> WORK INSTRUCTIONS: Transcribe, word for word and with nothing extra, the line containing "Practice. Place a point on every instance of the boat wake" and each line that comes after it in the entries.

> PROVIDED RECORDS:
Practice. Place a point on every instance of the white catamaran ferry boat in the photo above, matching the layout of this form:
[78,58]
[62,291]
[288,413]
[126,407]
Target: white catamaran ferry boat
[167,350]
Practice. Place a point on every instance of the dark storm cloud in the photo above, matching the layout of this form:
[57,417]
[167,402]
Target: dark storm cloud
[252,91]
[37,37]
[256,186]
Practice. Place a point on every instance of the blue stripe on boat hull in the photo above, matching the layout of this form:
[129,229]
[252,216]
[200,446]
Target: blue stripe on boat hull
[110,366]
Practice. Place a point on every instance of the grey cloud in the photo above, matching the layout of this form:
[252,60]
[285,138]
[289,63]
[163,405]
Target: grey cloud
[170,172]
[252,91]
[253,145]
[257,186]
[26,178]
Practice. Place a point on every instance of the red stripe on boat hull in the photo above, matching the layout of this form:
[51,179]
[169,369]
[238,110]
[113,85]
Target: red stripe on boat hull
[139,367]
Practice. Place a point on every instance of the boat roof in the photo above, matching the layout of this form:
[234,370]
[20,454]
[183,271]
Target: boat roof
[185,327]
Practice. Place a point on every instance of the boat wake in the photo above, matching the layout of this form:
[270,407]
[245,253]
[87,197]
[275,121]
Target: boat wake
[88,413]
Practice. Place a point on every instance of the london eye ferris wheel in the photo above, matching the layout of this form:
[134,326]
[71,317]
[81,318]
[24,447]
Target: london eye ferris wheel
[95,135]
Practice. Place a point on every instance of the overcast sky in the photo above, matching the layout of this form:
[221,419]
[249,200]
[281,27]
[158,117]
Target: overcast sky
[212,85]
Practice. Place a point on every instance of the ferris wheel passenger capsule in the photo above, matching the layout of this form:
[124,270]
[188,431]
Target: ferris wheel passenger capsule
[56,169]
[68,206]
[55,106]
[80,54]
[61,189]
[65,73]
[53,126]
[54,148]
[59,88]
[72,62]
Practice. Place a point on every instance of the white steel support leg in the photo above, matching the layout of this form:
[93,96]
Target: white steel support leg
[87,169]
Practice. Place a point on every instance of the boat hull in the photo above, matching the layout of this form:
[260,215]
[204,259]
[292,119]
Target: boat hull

> RESPONSE:
Practice. Place a point on every instance of the boat wake in the photo above, matching the layout of this form:
[270,407]
[245,253]
[87,197]
[275,121]
Target: boat wake
[88,413]
Practice. Place a point on every instance of the london eye ferris wheel in the photo above, matching the layout of this form:
[134,326]
[71,317]
[81,318]
[24,447]
Target: london eye ferris wheel
[95,135]
Practice. Place a point on every instance of the overcast sky in the photo above, matching the layout of this form:
[221,419]
[249,200]
[281,27]
[158,117]
Target: overcast sky
[212,85]
Practice. Place a point on every instance of the ferris wheel passenger capsule in the photo above, matching the layout of this form:
[124,270]
[188,431]
Target: ferris wheel passenger capsule
[56,169]
[68,206]
[55,106]
[80,54]
[61,189]
[65,73]
[53,126]
[54,148]
[59,88]
[72,62]
Practice. Place a point on every instance of the white steel support leg in the photo above, matching the layout of this form:
[93,96]
Target: white steel support leg
[87,169]
Practice. Place a point on every instance of the boat hull in the photo above, matching the layout of this form:
[260,215]
[204,259]
[292,119]
Target: boat hull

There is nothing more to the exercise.